The task calls for each line of the records below in which the word "dark" appears.

Spatial localization data
=====
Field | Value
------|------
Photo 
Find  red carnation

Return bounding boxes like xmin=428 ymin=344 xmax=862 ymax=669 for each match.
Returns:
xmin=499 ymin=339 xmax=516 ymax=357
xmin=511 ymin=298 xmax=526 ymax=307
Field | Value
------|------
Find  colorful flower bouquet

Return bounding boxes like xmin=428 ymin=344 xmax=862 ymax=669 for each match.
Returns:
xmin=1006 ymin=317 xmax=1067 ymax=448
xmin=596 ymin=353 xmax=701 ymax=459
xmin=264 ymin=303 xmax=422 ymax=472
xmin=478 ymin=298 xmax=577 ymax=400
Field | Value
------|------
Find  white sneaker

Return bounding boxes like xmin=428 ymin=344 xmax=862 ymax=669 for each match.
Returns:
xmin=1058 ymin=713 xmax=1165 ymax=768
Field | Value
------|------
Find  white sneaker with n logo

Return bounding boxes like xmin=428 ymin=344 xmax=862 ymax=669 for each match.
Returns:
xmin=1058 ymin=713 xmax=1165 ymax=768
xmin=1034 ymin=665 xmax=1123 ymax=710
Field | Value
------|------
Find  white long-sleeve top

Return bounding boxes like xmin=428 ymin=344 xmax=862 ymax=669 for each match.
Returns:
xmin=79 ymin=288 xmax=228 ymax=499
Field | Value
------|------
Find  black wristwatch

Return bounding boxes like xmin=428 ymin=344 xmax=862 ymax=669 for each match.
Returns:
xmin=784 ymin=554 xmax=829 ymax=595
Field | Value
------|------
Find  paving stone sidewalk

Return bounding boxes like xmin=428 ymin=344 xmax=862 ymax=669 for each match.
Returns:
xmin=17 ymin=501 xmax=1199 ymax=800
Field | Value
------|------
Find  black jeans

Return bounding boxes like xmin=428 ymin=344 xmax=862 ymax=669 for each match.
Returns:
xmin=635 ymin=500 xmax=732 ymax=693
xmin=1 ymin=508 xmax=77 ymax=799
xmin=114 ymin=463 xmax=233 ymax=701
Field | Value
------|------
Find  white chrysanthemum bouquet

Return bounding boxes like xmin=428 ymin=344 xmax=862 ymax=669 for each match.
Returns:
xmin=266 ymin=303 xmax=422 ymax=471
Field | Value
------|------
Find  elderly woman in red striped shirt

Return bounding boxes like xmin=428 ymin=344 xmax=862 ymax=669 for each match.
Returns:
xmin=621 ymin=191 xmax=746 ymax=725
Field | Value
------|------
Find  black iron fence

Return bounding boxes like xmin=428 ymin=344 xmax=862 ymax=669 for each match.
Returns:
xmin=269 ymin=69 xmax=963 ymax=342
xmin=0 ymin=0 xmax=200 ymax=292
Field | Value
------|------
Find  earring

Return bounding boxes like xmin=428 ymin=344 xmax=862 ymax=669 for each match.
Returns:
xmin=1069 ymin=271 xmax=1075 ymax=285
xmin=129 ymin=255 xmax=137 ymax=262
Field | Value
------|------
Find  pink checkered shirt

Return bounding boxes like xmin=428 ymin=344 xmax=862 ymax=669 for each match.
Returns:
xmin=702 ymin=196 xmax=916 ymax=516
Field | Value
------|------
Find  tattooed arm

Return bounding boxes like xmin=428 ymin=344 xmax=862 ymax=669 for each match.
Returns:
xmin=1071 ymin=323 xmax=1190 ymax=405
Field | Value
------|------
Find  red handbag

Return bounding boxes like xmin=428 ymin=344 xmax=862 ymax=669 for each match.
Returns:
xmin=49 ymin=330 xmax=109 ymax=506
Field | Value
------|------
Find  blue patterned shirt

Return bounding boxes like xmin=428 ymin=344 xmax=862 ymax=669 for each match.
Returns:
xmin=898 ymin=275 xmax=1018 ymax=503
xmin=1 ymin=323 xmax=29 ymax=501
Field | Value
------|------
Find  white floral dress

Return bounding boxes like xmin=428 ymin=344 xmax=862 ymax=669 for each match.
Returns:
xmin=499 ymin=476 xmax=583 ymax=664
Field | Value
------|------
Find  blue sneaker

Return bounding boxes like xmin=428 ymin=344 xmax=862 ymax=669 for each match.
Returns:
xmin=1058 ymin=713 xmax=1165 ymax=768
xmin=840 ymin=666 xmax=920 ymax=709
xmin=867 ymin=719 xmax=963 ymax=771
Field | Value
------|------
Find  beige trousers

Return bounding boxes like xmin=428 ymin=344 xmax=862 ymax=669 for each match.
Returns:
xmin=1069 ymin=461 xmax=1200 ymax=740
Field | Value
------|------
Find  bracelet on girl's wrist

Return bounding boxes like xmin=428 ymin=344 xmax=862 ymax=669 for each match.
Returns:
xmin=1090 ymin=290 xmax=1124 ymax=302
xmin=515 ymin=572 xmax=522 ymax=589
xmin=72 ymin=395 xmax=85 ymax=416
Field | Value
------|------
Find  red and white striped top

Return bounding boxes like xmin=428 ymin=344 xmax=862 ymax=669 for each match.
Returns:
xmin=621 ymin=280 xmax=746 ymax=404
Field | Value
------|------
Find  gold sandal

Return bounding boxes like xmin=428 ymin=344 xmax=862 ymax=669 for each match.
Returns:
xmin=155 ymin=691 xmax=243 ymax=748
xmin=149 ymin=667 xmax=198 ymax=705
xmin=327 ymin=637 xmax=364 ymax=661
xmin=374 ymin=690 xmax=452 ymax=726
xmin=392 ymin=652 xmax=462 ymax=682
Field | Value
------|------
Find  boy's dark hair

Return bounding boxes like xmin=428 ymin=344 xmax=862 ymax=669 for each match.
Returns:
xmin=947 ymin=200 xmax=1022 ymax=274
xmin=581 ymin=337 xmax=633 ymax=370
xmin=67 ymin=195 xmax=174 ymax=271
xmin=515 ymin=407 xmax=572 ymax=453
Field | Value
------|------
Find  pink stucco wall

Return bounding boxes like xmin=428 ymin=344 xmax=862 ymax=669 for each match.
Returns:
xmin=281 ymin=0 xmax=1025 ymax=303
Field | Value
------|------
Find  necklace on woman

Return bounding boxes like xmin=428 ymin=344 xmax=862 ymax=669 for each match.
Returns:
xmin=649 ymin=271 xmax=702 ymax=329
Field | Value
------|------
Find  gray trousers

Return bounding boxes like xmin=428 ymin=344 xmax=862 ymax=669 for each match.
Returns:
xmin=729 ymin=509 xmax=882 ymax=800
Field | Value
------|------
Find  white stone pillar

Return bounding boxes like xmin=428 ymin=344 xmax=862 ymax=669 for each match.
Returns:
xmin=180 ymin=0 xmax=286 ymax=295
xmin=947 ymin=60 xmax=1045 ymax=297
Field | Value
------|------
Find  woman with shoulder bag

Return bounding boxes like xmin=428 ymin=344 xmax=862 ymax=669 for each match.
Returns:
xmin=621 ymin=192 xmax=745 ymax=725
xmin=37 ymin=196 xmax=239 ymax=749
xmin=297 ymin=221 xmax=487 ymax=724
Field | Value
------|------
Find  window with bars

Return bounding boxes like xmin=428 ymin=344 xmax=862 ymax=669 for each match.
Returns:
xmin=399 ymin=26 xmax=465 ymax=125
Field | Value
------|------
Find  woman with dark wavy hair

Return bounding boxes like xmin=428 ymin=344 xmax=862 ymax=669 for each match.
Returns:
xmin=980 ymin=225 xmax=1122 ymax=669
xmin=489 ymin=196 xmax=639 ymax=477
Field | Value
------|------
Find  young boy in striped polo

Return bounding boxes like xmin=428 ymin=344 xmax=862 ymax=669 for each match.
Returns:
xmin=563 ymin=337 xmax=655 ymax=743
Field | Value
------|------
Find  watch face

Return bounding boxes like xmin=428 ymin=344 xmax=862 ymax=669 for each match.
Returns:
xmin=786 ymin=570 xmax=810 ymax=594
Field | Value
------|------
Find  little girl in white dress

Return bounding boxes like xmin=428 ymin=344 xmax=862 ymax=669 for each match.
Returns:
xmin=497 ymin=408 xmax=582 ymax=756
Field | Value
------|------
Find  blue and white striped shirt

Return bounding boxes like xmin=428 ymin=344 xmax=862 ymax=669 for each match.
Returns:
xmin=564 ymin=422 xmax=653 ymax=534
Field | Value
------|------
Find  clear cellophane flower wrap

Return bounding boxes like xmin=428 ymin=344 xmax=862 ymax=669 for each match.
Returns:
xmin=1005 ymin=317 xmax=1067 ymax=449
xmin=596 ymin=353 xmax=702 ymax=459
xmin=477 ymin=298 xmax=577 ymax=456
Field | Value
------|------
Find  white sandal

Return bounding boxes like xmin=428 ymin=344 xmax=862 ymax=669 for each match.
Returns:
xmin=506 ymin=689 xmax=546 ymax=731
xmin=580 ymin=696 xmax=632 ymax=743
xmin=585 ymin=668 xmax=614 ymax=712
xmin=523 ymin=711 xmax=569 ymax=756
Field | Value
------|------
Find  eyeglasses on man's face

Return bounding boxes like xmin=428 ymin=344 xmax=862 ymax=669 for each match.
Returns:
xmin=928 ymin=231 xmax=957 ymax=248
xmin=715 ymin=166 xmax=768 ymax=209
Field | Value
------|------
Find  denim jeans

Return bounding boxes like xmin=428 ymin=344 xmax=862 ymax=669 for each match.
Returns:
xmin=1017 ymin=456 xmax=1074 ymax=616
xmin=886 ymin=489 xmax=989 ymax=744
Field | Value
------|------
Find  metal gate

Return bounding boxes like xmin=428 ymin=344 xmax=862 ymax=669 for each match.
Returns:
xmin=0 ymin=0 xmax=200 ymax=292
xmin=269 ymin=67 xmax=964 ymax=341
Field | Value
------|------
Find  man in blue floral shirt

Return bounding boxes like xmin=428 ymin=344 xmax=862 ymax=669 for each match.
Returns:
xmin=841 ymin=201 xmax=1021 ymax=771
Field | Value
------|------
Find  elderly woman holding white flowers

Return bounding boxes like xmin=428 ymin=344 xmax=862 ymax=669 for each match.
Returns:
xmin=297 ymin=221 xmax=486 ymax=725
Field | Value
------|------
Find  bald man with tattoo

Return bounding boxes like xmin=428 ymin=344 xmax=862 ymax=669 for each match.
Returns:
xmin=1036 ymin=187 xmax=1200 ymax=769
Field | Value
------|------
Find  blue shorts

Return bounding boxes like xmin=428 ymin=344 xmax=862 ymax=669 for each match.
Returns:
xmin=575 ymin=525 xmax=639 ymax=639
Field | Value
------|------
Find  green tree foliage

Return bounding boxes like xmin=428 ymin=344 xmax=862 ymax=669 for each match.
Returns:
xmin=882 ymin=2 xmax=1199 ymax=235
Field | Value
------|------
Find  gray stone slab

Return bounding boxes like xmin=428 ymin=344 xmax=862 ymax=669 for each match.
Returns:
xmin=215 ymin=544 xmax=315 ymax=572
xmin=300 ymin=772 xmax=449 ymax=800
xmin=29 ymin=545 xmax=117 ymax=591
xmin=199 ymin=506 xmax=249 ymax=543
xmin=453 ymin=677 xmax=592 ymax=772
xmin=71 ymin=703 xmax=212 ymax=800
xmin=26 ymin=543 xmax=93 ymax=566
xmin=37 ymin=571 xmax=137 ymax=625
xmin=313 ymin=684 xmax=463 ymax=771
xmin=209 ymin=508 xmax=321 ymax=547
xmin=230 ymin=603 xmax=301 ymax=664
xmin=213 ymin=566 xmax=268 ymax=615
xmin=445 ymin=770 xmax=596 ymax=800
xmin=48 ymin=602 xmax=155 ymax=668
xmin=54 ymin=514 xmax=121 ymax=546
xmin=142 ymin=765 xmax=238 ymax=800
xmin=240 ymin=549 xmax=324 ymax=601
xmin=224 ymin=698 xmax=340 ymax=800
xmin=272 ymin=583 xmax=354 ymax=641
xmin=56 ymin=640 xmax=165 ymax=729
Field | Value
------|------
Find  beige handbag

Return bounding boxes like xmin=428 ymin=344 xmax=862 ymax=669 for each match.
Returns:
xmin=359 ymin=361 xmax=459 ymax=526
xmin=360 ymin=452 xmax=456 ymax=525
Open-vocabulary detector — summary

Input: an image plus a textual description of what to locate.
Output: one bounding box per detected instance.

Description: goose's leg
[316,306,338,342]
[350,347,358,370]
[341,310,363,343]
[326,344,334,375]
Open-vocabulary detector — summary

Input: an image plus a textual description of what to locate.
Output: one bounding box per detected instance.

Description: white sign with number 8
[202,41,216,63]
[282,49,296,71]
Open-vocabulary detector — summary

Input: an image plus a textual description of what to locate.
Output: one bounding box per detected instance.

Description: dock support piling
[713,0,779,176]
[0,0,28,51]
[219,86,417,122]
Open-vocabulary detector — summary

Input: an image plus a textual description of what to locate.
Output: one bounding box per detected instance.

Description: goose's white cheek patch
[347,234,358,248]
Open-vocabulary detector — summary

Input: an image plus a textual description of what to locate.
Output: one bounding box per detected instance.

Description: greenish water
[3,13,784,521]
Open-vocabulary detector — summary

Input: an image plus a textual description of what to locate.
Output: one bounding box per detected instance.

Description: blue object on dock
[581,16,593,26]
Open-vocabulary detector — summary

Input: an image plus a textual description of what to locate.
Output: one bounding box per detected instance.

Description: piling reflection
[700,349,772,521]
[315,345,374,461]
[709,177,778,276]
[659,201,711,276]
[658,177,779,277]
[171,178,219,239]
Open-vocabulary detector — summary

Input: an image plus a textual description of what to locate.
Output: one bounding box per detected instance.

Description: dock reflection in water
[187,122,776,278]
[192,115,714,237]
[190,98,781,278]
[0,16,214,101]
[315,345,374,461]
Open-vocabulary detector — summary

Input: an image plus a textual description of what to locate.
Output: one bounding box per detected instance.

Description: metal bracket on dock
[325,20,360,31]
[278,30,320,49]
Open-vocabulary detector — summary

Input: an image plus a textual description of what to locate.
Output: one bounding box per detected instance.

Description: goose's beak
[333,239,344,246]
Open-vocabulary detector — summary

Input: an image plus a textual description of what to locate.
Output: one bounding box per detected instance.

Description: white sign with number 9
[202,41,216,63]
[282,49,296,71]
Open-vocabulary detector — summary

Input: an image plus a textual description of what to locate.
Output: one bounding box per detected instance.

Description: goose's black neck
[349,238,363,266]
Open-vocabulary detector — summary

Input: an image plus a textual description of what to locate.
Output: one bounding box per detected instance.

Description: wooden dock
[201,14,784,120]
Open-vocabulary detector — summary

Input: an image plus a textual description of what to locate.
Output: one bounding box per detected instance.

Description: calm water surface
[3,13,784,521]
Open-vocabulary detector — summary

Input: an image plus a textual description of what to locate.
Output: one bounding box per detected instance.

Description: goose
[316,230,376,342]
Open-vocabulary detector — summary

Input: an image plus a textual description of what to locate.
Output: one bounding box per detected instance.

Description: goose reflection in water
=====
Expected answer:
Find  boy's dark hair
Find  woman with dark wavy hair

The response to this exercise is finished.